任务要求 –
从下面的材料中挑出所有含有字符串“positive”的行，并逐行原样抄出。

待审材料 –
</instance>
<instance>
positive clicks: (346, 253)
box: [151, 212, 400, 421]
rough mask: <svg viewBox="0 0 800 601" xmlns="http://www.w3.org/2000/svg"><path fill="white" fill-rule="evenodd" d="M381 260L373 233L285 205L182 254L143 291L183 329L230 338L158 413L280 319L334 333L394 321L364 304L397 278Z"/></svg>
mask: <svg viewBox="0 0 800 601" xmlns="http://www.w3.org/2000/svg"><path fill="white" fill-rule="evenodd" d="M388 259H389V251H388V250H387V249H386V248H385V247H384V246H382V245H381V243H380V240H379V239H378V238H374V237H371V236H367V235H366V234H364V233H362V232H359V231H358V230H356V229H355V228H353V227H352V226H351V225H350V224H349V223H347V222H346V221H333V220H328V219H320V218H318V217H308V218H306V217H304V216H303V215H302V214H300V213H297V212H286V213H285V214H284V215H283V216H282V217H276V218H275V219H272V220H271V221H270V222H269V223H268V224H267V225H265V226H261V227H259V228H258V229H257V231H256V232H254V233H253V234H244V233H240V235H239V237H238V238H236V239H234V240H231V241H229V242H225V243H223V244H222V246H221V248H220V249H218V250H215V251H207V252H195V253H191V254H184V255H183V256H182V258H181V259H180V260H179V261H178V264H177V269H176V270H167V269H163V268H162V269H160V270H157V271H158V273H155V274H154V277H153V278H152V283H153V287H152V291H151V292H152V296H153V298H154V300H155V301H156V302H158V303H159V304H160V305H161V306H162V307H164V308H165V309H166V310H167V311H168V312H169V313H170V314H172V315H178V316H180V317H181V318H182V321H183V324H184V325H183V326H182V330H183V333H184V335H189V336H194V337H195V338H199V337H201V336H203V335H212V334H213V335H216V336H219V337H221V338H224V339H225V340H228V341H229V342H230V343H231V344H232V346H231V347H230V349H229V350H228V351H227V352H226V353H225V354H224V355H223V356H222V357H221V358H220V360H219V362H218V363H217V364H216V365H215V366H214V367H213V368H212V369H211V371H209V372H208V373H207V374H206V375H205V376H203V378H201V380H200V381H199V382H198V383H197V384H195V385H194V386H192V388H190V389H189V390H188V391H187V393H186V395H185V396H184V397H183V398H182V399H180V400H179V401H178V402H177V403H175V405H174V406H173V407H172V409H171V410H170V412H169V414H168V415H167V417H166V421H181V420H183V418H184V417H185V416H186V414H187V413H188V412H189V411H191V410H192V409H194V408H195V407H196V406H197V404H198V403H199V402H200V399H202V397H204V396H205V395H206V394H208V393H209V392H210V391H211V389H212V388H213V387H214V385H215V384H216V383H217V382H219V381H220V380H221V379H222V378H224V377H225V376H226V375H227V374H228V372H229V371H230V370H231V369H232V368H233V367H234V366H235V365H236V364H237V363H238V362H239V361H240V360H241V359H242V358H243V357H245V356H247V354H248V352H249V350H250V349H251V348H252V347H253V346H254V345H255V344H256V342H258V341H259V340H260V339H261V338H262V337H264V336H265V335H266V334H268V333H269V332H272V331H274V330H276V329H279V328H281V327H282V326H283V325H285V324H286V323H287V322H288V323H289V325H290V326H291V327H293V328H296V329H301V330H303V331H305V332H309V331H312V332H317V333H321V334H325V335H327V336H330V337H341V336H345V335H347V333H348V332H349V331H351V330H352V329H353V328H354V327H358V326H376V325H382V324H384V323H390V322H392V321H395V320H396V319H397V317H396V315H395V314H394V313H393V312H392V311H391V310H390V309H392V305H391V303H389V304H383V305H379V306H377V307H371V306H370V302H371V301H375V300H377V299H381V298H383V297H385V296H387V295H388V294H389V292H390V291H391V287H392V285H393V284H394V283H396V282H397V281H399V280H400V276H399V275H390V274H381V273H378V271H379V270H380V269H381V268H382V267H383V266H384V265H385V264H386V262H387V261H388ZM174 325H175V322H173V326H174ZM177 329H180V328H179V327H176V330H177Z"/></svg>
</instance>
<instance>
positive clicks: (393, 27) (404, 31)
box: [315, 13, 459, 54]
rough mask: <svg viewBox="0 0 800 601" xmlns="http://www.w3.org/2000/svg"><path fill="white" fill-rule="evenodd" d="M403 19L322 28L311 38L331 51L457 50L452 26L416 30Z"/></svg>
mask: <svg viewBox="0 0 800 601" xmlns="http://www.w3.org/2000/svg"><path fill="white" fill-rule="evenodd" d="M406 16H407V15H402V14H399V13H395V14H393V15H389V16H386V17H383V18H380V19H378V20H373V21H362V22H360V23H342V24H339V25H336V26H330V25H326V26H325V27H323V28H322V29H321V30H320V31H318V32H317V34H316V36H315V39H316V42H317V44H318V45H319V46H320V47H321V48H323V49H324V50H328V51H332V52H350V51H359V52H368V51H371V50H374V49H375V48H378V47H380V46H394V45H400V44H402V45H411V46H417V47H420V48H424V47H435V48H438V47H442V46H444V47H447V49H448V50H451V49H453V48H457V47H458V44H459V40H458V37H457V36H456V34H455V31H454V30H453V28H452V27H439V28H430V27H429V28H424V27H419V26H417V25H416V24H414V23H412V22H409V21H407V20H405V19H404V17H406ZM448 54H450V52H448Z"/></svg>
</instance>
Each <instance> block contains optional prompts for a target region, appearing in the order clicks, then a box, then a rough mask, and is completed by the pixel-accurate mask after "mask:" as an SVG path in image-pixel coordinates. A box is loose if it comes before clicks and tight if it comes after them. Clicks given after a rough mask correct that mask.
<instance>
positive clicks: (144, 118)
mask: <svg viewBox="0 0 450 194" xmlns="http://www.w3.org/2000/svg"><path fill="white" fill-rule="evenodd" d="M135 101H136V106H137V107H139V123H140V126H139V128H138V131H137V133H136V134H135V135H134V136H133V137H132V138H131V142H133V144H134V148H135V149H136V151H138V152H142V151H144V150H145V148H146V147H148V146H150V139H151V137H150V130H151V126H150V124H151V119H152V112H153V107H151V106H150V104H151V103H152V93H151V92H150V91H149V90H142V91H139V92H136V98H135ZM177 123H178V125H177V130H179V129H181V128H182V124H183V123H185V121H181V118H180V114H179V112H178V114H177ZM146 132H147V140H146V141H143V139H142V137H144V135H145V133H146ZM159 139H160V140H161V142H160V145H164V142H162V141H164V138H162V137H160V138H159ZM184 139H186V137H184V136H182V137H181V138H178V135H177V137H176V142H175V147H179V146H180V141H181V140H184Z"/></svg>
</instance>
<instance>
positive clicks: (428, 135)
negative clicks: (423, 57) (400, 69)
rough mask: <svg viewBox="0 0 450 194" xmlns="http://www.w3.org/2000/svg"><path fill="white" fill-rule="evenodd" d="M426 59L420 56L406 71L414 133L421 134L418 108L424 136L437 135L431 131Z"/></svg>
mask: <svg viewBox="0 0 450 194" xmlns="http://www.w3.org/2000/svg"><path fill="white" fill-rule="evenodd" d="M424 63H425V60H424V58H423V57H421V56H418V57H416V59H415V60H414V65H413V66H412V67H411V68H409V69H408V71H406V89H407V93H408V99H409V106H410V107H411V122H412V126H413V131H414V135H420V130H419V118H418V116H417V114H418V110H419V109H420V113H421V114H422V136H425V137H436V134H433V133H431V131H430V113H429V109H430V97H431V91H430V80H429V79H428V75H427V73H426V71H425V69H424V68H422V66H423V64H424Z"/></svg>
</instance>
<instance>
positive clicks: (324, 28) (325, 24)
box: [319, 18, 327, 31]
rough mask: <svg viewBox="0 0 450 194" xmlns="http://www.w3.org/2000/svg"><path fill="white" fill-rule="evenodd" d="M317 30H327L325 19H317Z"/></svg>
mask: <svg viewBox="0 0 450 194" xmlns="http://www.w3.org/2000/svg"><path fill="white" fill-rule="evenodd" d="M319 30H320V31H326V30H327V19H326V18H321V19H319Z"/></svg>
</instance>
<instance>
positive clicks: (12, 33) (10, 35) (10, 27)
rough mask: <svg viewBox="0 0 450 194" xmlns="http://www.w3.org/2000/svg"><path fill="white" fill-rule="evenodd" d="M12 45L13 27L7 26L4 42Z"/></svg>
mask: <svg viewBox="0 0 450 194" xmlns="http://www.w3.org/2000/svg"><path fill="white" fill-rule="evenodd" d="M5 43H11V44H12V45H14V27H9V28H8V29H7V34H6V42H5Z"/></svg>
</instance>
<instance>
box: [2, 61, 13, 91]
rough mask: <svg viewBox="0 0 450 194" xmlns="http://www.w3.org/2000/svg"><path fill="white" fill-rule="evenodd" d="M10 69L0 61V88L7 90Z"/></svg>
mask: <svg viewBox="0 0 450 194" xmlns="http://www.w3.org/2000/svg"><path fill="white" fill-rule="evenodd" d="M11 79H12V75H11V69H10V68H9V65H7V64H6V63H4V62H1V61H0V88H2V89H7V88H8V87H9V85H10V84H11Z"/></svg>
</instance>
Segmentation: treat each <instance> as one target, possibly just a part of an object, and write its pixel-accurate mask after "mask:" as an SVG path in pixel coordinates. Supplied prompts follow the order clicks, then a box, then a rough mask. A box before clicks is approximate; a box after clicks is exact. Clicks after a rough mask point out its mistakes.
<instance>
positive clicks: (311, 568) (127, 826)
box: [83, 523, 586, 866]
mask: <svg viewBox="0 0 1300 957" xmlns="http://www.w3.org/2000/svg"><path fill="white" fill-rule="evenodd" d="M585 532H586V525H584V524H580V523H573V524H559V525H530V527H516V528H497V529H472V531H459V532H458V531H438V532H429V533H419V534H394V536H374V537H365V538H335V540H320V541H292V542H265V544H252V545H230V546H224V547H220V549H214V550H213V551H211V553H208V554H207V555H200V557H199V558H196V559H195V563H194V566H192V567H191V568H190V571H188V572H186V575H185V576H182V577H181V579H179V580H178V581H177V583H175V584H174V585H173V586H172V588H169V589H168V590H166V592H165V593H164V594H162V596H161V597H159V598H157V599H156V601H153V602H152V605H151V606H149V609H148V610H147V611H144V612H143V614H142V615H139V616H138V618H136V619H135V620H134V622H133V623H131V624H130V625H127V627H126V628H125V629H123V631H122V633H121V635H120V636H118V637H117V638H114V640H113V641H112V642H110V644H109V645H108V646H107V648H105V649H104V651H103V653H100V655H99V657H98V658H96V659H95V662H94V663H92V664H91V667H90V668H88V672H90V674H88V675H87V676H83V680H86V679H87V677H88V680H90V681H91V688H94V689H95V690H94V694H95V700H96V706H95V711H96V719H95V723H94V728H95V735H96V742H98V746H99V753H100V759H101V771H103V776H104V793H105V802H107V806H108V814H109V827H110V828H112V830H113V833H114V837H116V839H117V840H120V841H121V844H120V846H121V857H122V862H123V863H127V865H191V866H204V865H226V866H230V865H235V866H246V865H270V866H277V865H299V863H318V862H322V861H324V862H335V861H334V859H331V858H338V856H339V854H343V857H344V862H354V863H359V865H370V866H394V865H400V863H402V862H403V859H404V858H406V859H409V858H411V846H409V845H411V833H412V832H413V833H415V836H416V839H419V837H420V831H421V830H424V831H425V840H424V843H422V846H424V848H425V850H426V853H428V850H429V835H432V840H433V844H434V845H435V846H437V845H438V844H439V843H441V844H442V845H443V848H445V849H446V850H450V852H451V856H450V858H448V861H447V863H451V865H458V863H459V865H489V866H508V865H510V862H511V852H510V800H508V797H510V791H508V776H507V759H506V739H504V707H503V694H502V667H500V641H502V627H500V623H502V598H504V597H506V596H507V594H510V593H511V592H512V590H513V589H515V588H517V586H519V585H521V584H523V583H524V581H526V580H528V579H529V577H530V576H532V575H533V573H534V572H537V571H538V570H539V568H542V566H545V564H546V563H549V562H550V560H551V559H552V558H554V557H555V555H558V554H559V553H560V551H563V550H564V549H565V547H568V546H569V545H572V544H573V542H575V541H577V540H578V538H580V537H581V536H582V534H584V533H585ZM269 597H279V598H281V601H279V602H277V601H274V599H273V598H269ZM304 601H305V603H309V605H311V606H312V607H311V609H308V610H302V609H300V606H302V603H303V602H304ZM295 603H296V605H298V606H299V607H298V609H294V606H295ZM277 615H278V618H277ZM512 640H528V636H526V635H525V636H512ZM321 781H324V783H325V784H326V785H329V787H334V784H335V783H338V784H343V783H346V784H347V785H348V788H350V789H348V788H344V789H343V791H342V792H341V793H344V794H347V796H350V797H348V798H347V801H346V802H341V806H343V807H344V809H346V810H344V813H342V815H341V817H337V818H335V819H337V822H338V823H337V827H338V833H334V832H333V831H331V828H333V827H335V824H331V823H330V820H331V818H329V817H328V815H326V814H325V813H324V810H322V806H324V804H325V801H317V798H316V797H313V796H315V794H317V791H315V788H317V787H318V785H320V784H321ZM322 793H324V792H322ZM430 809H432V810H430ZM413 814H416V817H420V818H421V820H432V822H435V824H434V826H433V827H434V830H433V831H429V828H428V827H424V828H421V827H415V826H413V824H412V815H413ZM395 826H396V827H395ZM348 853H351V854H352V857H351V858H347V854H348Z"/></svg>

任务答复 –
positive clicks: (346, 253)
positive clicks: (393, 27) (404, 31)
positive clicks: (144, 118)
positive clicks: (428, 135)
positive clicks: (324, 28) (325, 24)
positive clicks: (12, 33) (10, 35) (10, 27)
positive clicks: (311, 568) (127, 826)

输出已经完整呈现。